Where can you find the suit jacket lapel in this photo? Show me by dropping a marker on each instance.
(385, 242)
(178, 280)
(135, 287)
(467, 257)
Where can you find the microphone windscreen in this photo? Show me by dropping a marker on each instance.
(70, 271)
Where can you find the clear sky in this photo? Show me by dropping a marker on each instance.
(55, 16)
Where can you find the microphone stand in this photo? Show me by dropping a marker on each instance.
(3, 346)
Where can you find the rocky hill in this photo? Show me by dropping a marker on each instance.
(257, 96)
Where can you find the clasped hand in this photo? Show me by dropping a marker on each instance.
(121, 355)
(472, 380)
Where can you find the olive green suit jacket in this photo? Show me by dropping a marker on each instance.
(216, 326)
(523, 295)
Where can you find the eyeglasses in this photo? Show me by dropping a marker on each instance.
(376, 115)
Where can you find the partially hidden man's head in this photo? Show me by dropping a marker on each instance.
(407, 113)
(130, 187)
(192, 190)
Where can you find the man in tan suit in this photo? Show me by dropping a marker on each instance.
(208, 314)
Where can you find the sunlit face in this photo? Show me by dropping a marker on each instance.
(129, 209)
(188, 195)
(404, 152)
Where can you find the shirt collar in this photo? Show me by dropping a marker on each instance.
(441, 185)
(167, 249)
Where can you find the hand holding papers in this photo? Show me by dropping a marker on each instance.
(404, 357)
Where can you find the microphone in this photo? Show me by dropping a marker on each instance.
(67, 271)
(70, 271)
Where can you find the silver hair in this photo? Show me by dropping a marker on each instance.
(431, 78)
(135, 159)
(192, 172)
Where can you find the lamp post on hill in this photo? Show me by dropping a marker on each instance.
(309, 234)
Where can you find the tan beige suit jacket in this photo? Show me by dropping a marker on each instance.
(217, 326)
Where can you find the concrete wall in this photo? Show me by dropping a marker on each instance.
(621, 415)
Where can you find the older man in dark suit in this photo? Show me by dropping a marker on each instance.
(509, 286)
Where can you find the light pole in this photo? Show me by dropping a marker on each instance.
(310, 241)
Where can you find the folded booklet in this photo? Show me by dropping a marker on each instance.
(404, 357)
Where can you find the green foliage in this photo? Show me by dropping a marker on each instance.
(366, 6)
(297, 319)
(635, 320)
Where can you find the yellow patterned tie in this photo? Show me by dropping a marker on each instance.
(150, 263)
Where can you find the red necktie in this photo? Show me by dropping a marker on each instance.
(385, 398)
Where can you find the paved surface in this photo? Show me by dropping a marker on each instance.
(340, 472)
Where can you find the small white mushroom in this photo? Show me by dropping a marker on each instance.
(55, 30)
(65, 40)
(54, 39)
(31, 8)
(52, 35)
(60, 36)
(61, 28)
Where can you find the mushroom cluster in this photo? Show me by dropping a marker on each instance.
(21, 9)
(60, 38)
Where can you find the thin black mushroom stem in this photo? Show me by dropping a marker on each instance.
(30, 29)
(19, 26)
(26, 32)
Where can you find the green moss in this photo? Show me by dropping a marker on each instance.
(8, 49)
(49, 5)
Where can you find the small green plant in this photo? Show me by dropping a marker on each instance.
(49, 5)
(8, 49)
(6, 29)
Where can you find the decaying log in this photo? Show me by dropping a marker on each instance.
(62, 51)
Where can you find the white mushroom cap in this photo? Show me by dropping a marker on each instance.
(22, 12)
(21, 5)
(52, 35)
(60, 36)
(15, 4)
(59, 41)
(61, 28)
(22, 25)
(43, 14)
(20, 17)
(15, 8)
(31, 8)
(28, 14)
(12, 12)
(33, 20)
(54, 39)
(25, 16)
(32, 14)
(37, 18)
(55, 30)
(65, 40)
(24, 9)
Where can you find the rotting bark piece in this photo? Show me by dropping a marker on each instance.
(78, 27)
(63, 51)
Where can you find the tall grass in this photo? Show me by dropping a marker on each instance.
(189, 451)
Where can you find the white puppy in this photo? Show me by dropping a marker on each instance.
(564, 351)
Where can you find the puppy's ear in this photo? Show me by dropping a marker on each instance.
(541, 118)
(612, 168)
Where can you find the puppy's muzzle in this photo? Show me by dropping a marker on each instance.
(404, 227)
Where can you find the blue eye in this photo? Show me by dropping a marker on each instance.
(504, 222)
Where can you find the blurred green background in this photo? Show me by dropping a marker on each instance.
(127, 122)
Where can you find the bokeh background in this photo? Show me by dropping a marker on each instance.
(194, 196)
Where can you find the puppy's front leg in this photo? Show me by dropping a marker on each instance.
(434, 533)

········

## Task prompt
Transcribe all of the records above without altering anything.

## Response to the exercise
Where can you find the suit jacket lapel in this photo? Show me by dropping a marker on each instance.
(385, 242)
(178, 280)
(135, 287)
(467, 257)
Where can you find the microphone windscreen in this photo? Show me by dropping a marker on each instance.
(70, 271)
Where can you find the clear sky in this photo? Show me by dropping a marker on each instance.
(55, 16)
Where can you find the microphone stand in this photo? Show me by dropping a marker on each instance.
(3, 346)
Where can you find the rocky hill in this photo? Show me by dropping a marker on each instance.
(257, 96)
Where can you find the clasped hand in this photo? Show me by dropping a marker on each instance.
(121, 355)
(472, 380)
Where can you find the olive green suit jacket in this photo? Show me by dropping a marker on each instance.
(216, 326)
(523, 295)
Where can you find the eyeglasses in this photo? Show me by dropping a marker on each instance.
(376, 115)
Where can you find the partially hidden man's head in this photo? Show me by dropping a marker on each instance.
(407, 113)
(130, 187)
(192, 190)
Where can you find the man in tan suit in this photo? Show me by dropping a marker on each instance.
(208, 314)
Where can you find the sunlit face in this photo? Show me by dropping a marker on each instance.
(129, 209)
(188, 195)
(404, 152)
Where can you find the shirt collar in this photo? Show me by dropping a marker on each instance.
(441, 185)
(167, 249)
Where can you find the hand holding papers in this photo? Show me by dropping a marker on each instance.
(404, 357)
Where can you find the microphone in this photo? Show me by dropping a marker on each instance.
(67, 271)
(70, 271)
Where can you find the silver hair in this photo? Show me by dropping a marker on each instance.
(431, 78)
(135, 159)
(192, 172)
Where can you find the lamp post on hill in this photo? Show me by dropping a marker on each instance.
(309, 234)
Where can you find the tan beige suit jacket in this photo? Show me by dropping a marker on each instance.
(217, 326)
Where can you find the concrete wall in this photo? Show me by dropping a marker on each instance.
(621, 415)
Where can you find the older man in dark suit in this photo? Show me by dropping a marker on each instance.
(509, 286)
Where can you find the light pole in this photo? Show me by dropping a marker on each instance.
(310, 241)
Where can you find the folded booklet in this photo? Show me by dropping a marker on each instance.
(404, 357)
Where can you find the green foliage in this photo? Show me by dropping a marker on each instance.
(366, 6)
(297, 319)
(635, 320)
Where can you find the yellow patterned tie in this photo? Show me by dropping a marker on each instance.
(150, 263)
Where can you find the red necktie in this photo? Show me by dropping a marker on each instance.
(385, 398)
Where can you find the paved surface in this photo? Show me by dropping a marker on each instance.
(340, 472)
Where can you find the small white mushroom in this photo? Show me by dropping a marker on each instance.
(55, 30)
(65, 40)
(54, 39)
(31, 8)
(52, 35)
(60, 36)
(61, 28)
Where can you find the mushroom cluster in this photo? Show me by dropping a marker on each instance.
(21, 9)
(60, 38)
Where can you find the thin black mushroom stem in this photo? Show me by dropping a marker on each instance.
(30, 29)
(19, 26)
(26, 32)
Where can you find the green moss in this photo? Show me by dropping a marker on each instance.
(8, 49)
(49, 5)
Where can you find the small green plant in this photo? Show me by dropping a marker on each instance.
(49, 5)
(8, 49)
(6, 29)
Where can you find the decaying log in this photo? Show me by dropping a marker on each instance.
(62, 51)
Where can you find the white mushroom cap in this photo? Show me by dropping a marker on each instance.
(22, 12)
(21, 5)
(52, 35)
(60, 36)
(15, 4)
(59, 41)
(61, 28)
(22, 25)
(43, 14)
(20, 17)
(15, 8)
(31, 8)
(28, 14)
(12, 12)
(33, 20)
(54, 39)
(25, 16)
(32, 14)
(37, 18)
(55, 30)
(65, 40)
(24, 9)
Where can you find the rotting bark piece in this photo? Show me by dropping a marker on each instance.
(78, 27)
(63, 51)
Where can you find the tall grass in this photo? Show me by dropping a marker on each instance.
(189, 451)
Where can you find the white puppy in this photo? Show me by dropping a marker on each instance.
(564, 351)
Where can you find the puppy's ear in this photo? Show me by dropping a marker on each instance.
(541, 118)
(612, 168)
Where can you find the puppy's muzzle in this photo? Show me by dropping a marker on each instance.
(404, 227)
Where can you find the blue eye in this photo? Show me by dropping a marker on each instance.
(504, 222)
Where can you find the blurred green background in this photo? Show me by dropping a marker on each instance.
(127, 122)
Where can you find the bokeh background in this photo? Show me by dropping a marker on each instance.
(194, 196)
Where can you find the puppy's front leg in this photo? Show me by dropping a marker on each instance.
(434, 533)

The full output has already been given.